Segmentation data:
--
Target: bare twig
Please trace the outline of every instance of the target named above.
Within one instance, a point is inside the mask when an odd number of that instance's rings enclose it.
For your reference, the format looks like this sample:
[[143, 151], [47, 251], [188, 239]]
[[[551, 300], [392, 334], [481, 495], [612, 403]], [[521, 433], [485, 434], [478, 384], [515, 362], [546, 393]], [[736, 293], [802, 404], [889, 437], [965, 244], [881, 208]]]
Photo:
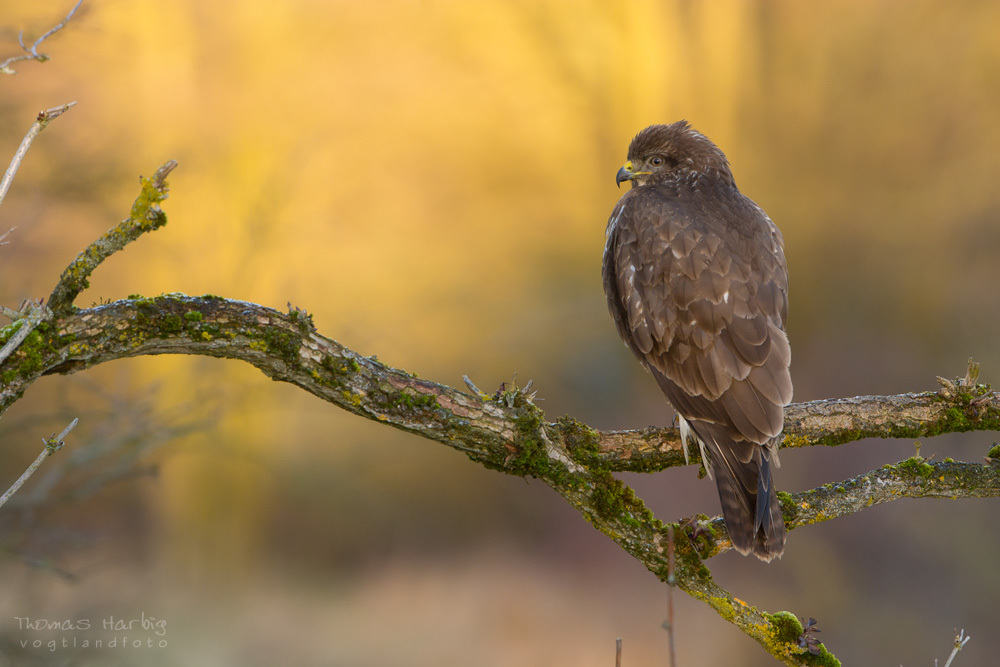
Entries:
[[78, 0], [77, 3], [75, 5], [73, 5], [73, 9], [69, 10], [69, 14], [66, 15], [66, 18], [64, 18], [62, 21], [60, 21], [56, 25], [54, 25], [44, 35], [42, 35], [41, 37], [39, 37], [38, 39], [36, 39], [35, 43], [32, 44], [31, 46], [26, 46], [25, 45], [25, 43], [24, 43], [24, 31], [23, 30], [20, 31], [17, 34], [17, 41], [21, 45], [21, 48], [24, 49], [25, 53], [24, 53], [24, 55], [20, 55], [20, 56], [11, 56], [10, 58], [7, 58], [7, 60], [4, 60], [2, 63], [0, 63], [0, 74], [17, 74], [17, 70], [15, 70], [14, 68], [12, 68], [10, 65], [11, 65], [11, 63], [15, 63], [15, 62], [18, 62], [20, 60], [36, 60], [36, 61], [38, 61], [40, 63], [43, 63], [43, 62], [49, 60], [49, 55], [47, 53], [39, 53], [38, 52], [38, 47], [41, 46], [42, 42], [44, 42], [46, 39], [48, 39], [49, 37], [51, 37], [55, 33], [59, 32], [60, 30], [62, 30], [63, 28], [65, 28], [66, 24], [69, 23], [70, 19], [73, 18], [73, 15], [76, 14], [76, 10], [79, 9], [80, 5], [82, 5], [82, 4], [83, 4], [83, 0]]
[[677, 665], [677, 652], [674, 648], [674, 586], [677, 578], [674, 576], [674, 526], [667, 526], [667, 635], [670, 637], [670, 667]]
[[[10, 184], [14, 181], [14, 175], [17, 173], [18, 167], [21, 166], [21, 160], [24, 159], [28, 149], [31, 148], [31, 142], [35, 140], [38, 133], [44, 130], [49, 123], [66, 113], [66, 111], [75, 104], [76, 102], [67, 102], [62, 106], [52, 107], [51, 109], [38, 112], [38, 117], [35, 118], [35, 122], [31, 126], [31, 129], [28, 130], [28, 134], [24, 135], [24, 139], [21, 140], [21, 145], [17, 147], [17, 152], [14, 153], [14, 158], [10, 161], [10, 166], [7, 167], [7, 171], [3, 175], [3, 180], [0, 181], [0, 204], [3, 203], [4, 197], [7, 196], [7, 190], [10, 189]], [[9, 233], [9, 231], [6, 232], [4, 237]], [[0, 237], [0, 240], [2, 240], [2, 238], [3, 237]]]
[[[951, 661], [955, 659], [958, 652], [965, 648], [965, 645], [969, 643], [972, 637], [965, 636], [965, 630], [962, 629], [957, 635], [955, 635], [955, 648], [952, 649], [951, 655], [948, 656], [948, 662], [944, 663], [944, 667], [951, 667]], [[935, 660], [935, 662], [937, 662]]]
[[11, 496], [17, 493], [17, 490], [20, 489], [21, 486], [28, 481], [28, 478], [31, 477], [36, 470], [38, 470], [38, 467], [42, 465], [42, 461], [44, 461], [49, 456], [62, 449], [62, 446], [65, 444], [63, 440], [66, 438], [67, 435], [69, 435], [70, 431], [76, 428], [76, 425], [79, 422], [80, 422], [79, 419], [74, 419], [69, 423], [69, 426], [63, 429], [63, 432], [60, 433], [59, 435], [52, 435], [48, 439], [42, 438], [42, 442], [45, 443], [45, 449], [43, 449], [42, 453], [38, 455], [38, 458], [36, 458], [34, 462], [30, 466], [28, 466], [28, 469], [24, 471], [24, 474], [21, 475], [17, 479], [17, 481], [11, 485], [9, 489], [7, 489], [7, 492], [4, 493], [3, 496], [0, 496], [0, 507], [3, 507], [4, 505], [7, 504], [7, 501], [11, 499]]

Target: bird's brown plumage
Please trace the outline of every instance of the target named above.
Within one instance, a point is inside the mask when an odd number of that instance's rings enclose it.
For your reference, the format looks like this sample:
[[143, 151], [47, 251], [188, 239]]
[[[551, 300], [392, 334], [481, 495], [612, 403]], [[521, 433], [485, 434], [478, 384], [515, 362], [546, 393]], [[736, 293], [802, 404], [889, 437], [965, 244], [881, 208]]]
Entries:
[[604, 250], [608, 307], [707, 451], [733, 546], [769, 561], [785, 544], [771, 469], [792, 398], [781, 232], [685, 121], [644, 129], [628, 160]]

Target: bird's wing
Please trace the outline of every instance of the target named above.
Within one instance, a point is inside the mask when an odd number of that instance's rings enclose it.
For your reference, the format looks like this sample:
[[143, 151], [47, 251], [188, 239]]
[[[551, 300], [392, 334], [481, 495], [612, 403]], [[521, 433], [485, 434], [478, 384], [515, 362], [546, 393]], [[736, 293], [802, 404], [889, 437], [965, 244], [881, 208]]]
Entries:
[[752, 201], [630, 191], [609, 222], [604, 284], [619, 333], [678, 412], [747, 445], [780, 433], [788, 277], [780, 232]]

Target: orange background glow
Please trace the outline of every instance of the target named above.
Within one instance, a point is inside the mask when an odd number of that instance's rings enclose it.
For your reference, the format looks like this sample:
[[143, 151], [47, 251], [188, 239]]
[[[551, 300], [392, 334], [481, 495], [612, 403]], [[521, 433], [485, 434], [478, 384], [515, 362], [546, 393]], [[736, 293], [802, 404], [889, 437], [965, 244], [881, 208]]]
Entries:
--
Rewrite all of the records above, changing each "Entries" to "Outlines" and leaving everything else as it is. Omit the pictures from your answer.

Response:
Target: bare twig
Please trace the outline of every instance of the target named above.
Within one instance, a point is inside the mask when an odd number of that instance's rings enclose it.
For your reference, the format looks like this sample:
[[143, 151], [47, 251], [188, 239]]
[[[551, 300], [392, 334], [481, 495], [612, 403]], [[521, 433], [485, 434], [478, 384], [515, 362], [546, 393]], [[736, 293], [802, 404], [889, 437], [965, 244], [881, 208]]]
Photo:
Outlines:
[[78, 0], [77, 3], [75, 5], [73, 5], [73, 9], [69, 10], [69, 14], [66, 15], [66, 18], [64, 18], [62, 21], [60, 21], [56, 25], [54, 25], [44, 35], [42, 35], [41, 37], [39, 37], [38, 39], [36, 39], [35, 43], [32, 44], [31, 46], [26, 46], [25, 45], [25, 43], [24, 43], [24, 31], [23, 30], [20, 31], [17, 34], [17, 41], [21, 45], [21, 48], [24, 49], [25, 53], [24, 53], [24, 55], [20, 55], [20, 56], [11, 56], [10, 58], [7, 58], [7, 60], [4, 60], [2, 63], [0, 63], [0, 74], [17, 74], [17, 70], [15, 70], [14, 68], [12, 68], [10, 65], [11, 65], [11, 63], [15, 63], [15, 62], [18, 62], [20, 60], [36, 60], [36, 61], [38, 61], [40, 63], [43, 63], [43, 62], [49, 60], [49, 55], [47, 53], [39, 53], [38, 52], [38, 47], [41, 46], [42, 42], [44, 42], [46, 39], [48, 39], [49, 37], [51, 37], [55, 33], [59, 32], [60, 30], [62, 30], [63, 28], [65, 28], [66, 24], [69, 23], [70, 19], [73, 18], [73, 15], [76, 14], [76, 10], [79, 9], [80, 5], [82, 5], [82, 4], [83, 4], [83, 0]]
[[677, 665], [677, 652], [674, 648], [674, 586], [677, 578], [674, 576], [674, 526], [667, 526], [667, 635], [670, 637], [670, 667]]
[[[10, 184], [14, 181], [14, 175], [17, 173], [18, 167], [21, 166], [21, 160], [24, 159], [28, 149], [31, 148], [31, 142], [35, 140], [38, 133], [44, 130], [49, 123], [66, 113], [66, 111], [75, 104], [76, 102], [67, 102], [62, 106], [52, 107], [51, 109], [38, 112], [38, 117], [35, 118], [35, 122], [31, 126], [31, 129], [28, 130], [28, 134], [24, 135], [24, 139], [21, 140], [21, 145], [17, 147], [17, 152], [14, 153], [14, 158], [10, 161], [10, 166], [7, 167], [7, 171], [3, 175], [3, 180], [0, 181], [0, 204], [3, 203], [4, 197], [7, 196], [7, 190], [10, 189]], [[9, 233], [9, 231], [6, 232], [4, 237]], [[0, 237], [0, 240], [2, 240], [2, 238], [3, 237]]]
[[[951, 661], [955, 659], [958, 652], [965, 648], [965, 645], [969, 643], [972, 637], [965, 636], [965, 630], [962, 629], [957, 635], [955, 635], [955, 648], [952, 649], [951, 655], [948, 656], [948, 662], [944, 663], [944, 667], [951, 667]], [[935, 660], [935, 662], [937, 662]]]
[[11, 496], [17, 493], [17, 490], [20, 489], [21, 486], [28, 481], [28, 478], [31, 477], [36, 470], [38, 470], [38, 467], [42, 465], [42, 461], [44, 461], [49, 456], [62, 449], [62, 446], [65, 444], [63, 440], [66, 438], [67, 435], [69, 435], [70, 431], [76, 428], [76, 425], [79, 422], [80, 422], [79, 419], [74, 419], [69, 423], [69, 426], [63, 429], [63, 432], [60, 433], [59, 435], [52, 435], [48, 439], [42, 438], [42, 442], [45, 443], [45, 449], [43, 449], [42, 453], [38, 455], [38, 458], [36, 458], [34, 462], [30, 466], [28, 466], [28, 469], [24, 471], [24, 474], [21, 475], [17, 479], [17, 481], [11, 485], [9, 489], [7, 489], [7, 492], [4, 493], [3, 496], [0, 496], [0, 507], [3, 507], [4, 505], [7, 504], [7, 501], [11, 499]]

Target: bird's brown plumage
Please trace the outline of every instance of the target named above.
Within one instance, a point is inside the mask when an odd number of that instance's rings enclose it.
For your reference, the format looks like this sample:
[[143, 151], [47, 251], [188, 239]]
[[[551, 300], [392, 334], [481, 495], [612, 403]], [[521, 433], [485, 434], [478, 384], [515, 362], [546, 393]], [[736, 293], [802, 404], [889, 437], [965, 244], [881, 208]]]
Outlines:
[[604, 250], [608, 307], [707, 451], [733, 546], [769, 561], [785, 544], [771, 469], [792, 398], [781, 232], [685, 121], [644, 129], [628, 160]]

Target: bird's wing
Please trace the outline of every instance of the target named above.
Within one instance, a point is inside the mask when an odd number of that instance's rings enclose it.
For your reference, the format looks like this sample:
[[143, 151], [47, 251], [188, 239]]
[[[551, 300], [392, 334], [481, 495], [612, 403]], [[521, 433], [485, 434], [478, 384], [515, 362], [546, 393]], [[736, 293], [802, 404], [889, 437], [965, 244], [881, 208]]]
Outlines:
[[752, 201], [630, 191], [609, 222], [604, 284], [619, 333], [678, 412], [747, 445], [780, 433], [788, 277], [780, 232]]

Target: orange background glow
Please trace the outline of every instance of the target named above.
Within one instance, a point is inside the mask when an odd number of that instance's rings enclose it.
For your reference, the format looks like this sample:
[[143, 151], [47, 251], [188, 239]]
[[[551, 300], [392, 334], [481, 495], [612, 403]], [[521, 433], [485, 434], [478, 384], [515, 362], [546, 393]], [[736, 293], [802, 404], [889, 437], [965, 244], [881, 208]]]
Outlines:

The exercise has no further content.